* START Records for the exercise *
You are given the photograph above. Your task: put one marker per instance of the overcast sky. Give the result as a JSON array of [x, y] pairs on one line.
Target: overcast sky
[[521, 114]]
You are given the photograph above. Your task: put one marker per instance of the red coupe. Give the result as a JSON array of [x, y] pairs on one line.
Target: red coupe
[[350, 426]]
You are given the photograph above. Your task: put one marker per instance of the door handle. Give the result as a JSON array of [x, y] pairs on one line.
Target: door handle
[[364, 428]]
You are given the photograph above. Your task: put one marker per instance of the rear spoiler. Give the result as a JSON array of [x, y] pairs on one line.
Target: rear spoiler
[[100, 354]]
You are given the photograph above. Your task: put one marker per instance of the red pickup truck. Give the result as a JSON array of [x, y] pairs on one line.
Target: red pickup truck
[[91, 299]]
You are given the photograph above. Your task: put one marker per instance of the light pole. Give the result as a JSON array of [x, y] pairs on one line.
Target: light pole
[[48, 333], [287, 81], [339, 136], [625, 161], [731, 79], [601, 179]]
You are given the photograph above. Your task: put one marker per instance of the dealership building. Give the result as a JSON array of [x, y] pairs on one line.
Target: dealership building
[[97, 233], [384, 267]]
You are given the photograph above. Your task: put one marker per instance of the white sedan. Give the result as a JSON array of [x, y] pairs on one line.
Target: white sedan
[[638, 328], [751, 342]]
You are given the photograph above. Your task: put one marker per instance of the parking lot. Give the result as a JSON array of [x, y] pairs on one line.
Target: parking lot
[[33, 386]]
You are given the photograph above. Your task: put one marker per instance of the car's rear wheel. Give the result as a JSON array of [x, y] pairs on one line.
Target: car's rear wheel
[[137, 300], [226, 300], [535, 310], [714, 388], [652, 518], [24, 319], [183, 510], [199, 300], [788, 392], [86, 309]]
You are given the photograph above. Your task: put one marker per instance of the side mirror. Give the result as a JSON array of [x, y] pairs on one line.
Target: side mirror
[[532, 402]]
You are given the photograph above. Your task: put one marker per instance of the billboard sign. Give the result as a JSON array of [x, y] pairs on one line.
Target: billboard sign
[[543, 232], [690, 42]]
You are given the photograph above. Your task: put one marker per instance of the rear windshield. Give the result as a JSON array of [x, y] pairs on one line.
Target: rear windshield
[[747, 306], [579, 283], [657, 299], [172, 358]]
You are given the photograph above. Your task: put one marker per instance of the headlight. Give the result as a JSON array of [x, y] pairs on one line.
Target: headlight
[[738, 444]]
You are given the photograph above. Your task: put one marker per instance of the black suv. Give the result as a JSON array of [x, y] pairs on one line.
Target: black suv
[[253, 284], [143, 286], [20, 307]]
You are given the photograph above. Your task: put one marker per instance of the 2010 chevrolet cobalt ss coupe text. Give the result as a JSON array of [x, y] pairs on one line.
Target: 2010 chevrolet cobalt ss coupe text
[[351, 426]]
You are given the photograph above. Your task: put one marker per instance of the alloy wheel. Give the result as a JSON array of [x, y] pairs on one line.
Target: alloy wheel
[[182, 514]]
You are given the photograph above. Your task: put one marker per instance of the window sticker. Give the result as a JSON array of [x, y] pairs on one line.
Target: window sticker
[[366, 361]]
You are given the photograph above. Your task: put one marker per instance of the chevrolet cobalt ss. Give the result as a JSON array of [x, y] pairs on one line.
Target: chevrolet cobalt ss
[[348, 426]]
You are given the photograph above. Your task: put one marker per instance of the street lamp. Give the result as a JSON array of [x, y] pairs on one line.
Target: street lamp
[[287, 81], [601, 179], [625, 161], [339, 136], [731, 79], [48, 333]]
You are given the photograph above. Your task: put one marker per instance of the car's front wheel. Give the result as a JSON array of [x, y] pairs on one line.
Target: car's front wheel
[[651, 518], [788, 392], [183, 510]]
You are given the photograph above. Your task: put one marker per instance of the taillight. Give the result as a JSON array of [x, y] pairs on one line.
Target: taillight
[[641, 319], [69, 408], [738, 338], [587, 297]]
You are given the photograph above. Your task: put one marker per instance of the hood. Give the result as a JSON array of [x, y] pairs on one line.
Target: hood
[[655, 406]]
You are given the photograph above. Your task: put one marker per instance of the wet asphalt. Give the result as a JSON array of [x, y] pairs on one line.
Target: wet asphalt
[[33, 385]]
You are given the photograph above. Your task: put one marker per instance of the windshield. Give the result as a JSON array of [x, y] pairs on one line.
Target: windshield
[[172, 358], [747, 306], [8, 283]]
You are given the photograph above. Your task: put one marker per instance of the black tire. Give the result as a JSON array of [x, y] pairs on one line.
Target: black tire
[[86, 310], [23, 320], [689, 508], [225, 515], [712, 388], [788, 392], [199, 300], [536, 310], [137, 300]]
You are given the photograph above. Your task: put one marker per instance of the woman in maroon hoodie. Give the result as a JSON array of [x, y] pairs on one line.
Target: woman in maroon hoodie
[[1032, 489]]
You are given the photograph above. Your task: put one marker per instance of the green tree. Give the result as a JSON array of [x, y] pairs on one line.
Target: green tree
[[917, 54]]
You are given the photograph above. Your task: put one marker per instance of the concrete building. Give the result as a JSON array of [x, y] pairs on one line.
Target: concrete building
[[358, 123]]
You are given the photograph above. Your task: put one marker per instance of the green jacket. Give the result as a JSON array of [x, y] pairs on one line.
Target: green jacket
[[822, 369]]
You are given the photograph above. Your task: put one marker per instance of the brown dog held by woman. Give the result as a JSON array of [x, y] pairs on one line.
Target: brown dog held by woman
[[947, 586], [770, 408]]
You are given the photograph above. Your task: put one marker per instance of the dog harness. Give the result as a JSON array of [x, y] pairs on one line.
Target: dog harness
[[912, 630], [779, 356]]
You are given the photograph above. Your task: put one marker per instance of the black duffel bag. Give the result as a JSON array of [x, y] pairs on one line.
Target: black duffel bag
* END Records for the exercise *
**Aim of the exercise**
Rewrite the full listing above, replacing each occurrence of "marker" with "point" and changing nothing else.

**Output of the task**
You are given the photograph above. Your task: put one point per instance of the overcast sky. Give the result as a JSON array of [x, y] pairs on one line.
Target: overcast sky
[[521, 114]]
You are given the photograph above. Your task: put one point per instance of the red coupe. Give the result as a JSON array of [x, y] pairs on one line.
Target: red coupe
[[350, 426]]
You are given the photograph above. Your task: put one point per instance of the door handle. Give the result as a JSON array of [x, y] pairs on one line.
Target: door handle
[[364, 428]]
You are given the photograph above. Your task: put one point per instance of the rear spoiler. Give the result as a JSON array of [x, y] pairs on one line.
Target: rear spoiler
[[100, 354]]
You are given the photograph above. Your task: put one point per instance of the red pickup truck. Give the result as a JSON array of [x, y] pairs on one line.
Target: red pickup truck
[[91, 299]]
You are given the photograph above. Your task: put one point per instance of the light pole. Give the result as a JSON array of [x, y] pairs on one line.
Target: light pole
[[48, 333], [287, 81], [339, 136], [625, 161], [731, 79], [601, 179]]
You are given the photograph above. Your task: put one point per instance of the dealership building. Give the result as a JSON array of [x, y] pairs on one line.
Target: dealership building
[[97, 233], [384, 267]]
You are given the photograph above. Your task: put one point per instance of the white sedan. Give the result as a JSON array of [x, y] pairs on one line.
Target: white sedan
[[638, 328], [751, 342]]
You are given the photograph above. Your task: put one point per instance of the parking lot. Give the result as a JSON array of [x, y] pairs on one line.
Target: parking lot
[[33, 386]]
You are given the photograph above. Your task: put one point per instance of the car's rear wheel. Give the result as a JSON array of [x, y] pairs on one line.
Target: car's rear wheel
[[137, 300], [226, 300], [535, 310], [714, 388], [652, 518], [24, 319], [183, 510], [199, 300], [788, 392], [86, 309]]
You are given the photograph above. Your task: put one point per instance of the side mirror. Give the result as a JSON array of [x, y] pairs on one line.
Target: side mirror
[[532, 402]]
You are given the photograph above. Your task: put one point per instance of the billboard sign. Give the result as a JSON array of [x, y] pairs on one line.
Target: billboard sign
[[543, 232], [690, 42]]
You are given the photograph above. Your task: put one point per instance of the rear windshield. Give the result as a JSON array of [x, y] pairs on one line.
Target: rear windshield
[[747, 306], [579, 283], [657, 299], [172, 358]]
You are given the photograph above. Your task: put one point per instance of the headlight. Give the result as a JSON array of [x, y] pairs on one line.
Target: headlight
[[738, 444]]
You are given the photograph above. Your task: put one point per instance of the black suv. Give the result as a JSON array of [x, y] pairs on one line.
Target: black suv
[[253, 284], [143, 286], [20, 307]]
You are given the photograph above. Your task: put one point per instance of the 2010 chevrolet cobalt ss coupe text. Give the result as a JSON array of [x, y] pairs on one line.
Target: 2010 chevrolet cobalt ss coupe text
[[351, 426]]
You are given the photograph above. Your task: put one point per instance of the alloy wheel. Give the result as a JSON array of [x, y] pairs on one line.
Target: alloy wheel
[[182, 514]]
You are given the photograph above. Your task: put one point per instance of the window sticker. Give the result as a JSON array of [x, y] pairs on one line.
Target: window sticker
[[366, 361]]
You are given the photograph above. Your task: put one point per instance of the chevrolet cobalt ss. Give the result as a JSON array of [x, y] pairs on one line.
Target: chevrolet cobalt ss
[[348, 426]]
You are given the photograph above. Your task: put one point per instance of the street lamp. Give the result as a JSON array of [x, y] pairs on one line.
Target: street lamp
[[287, 81], [601, 179], [625, 161], [339, 136], [731, 79], [48, 333]]
You are given the photograph above. Your task: put one point per instance of the car's front wheel. Give the result as a JSON array of [x, y] pairs on one line.
Target: car's front wheel
[[651, 518], [788, 392], [183, 510]]
You are given the photograph above. Your task: put one point per instance of the taillight. Give the result as a JSON array of [x, y] pairs on one line.
Target: taillight
[[641, 319], [69, 408], [738, 338], [587, 297]]
You are given the photograph above. Your task: put one point per instance of the hood. Give the result as a JSON array of [x, y] pairs on one line.
Target: hood
[[655, 406]]
You are given the photograph above. Your task: put one point per instance of the wet asphalt. Give the result as a JSON array of [x, y] pairs on one line.
Target: wet asphalt
[[33, 385]]
You are given the photograph above. Your task: put one point per instance of the windshield. Give the result as a JSON array of [x, y] pairs on one line.
Target: windshield
[[172, 358], [747, 306], [8, 283]]
You are given the photograph above. Your task: put one point per instance of the black tire. Give the result as a JSON array of [x, y] pairs on one line.
Target: black tire
[[86, 310], [23, 320], [689, 508], [225, 515], [712, 388], [788, 392], [199, 300], [536, 310], [137, 300]]
You are given the photograph above. Your task: put one point per instance of the woman in maroon hoodie. Give the result as a JSON array of [x, y] pairs on one line.
Target: woman in maroon hoodie
[[1032, 489]]
You are given the photograph above. Your task: put one point per instance of the green tree. Give the result as a JSON array of [x, y] pairs on one line.
Target: green tree
[[917, 54]]
You are given the photograph above. Your task: put one point per instance of the concrete building. Give the result as a JSON array of [x, y] pairs on one line.
Target: concrete building
[[358, 123]]
You are given the photograph above. Your task: put one point per instance of the green jacket. Give the result as a JSON array of [x, y] pairs on one line.
Target: green jacket
[[822, 369]]
You are given the photograph above. Your task: put one point per instance of the brown dog held by woman. Give the result as a JSON array of [x, y] pairs on one line.
Target: brown dog held by woman
[[947, 586], [770, 408]]
You are given the photograph above. Your task: put one point per instance of the dog harness. Give the result as a JSON array of [x, y] pairs on one line.
Target: dog harness
[[912, 630], [779, 356]]
You are given the photograph above. Your task: put one point per instance of the black duffel bag. Give the result as a JSON array of [x, y] pairs on one line.
Target: black duffel bag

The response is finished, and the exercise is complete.